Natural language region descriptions

+ + + +

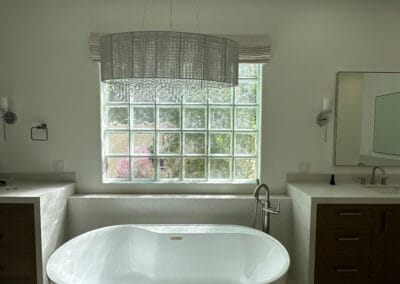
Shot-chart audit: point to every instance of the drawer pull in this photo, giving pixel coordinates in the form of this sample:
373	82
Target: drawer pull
346	270
349	213
352	239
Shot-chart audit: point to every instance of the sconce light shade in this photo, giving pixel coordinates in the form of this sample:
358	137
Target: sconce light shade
3	104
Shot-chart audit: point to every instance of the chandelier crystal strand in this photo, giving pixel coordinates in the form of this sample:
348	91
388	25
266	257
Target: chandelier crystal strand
185	60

+ + + +

Exercise instructions ->
Your answer must be a verbatim copy of the entries above, with no images included.

Response to the exercise ->
Shot-chart audit: point to every instance of the drawer pull in this photo, giving pixel coordinates in the form of this sample:
373	82
Target: drawer pull
346	270
349	213
352	239
Shot-chart audit: point to every instance of the sconce light shade in this photo, giving pixel coordinates in the form of this sample:
358	137
Target: sconce light shade
3	104
Shot-chart audit: point to every instance of the chandelier crystal strand in this photo, giving pixel coordinates in the form of this sample:
348	91
388	25
266	257
Target: chandelier crystal strand
185	60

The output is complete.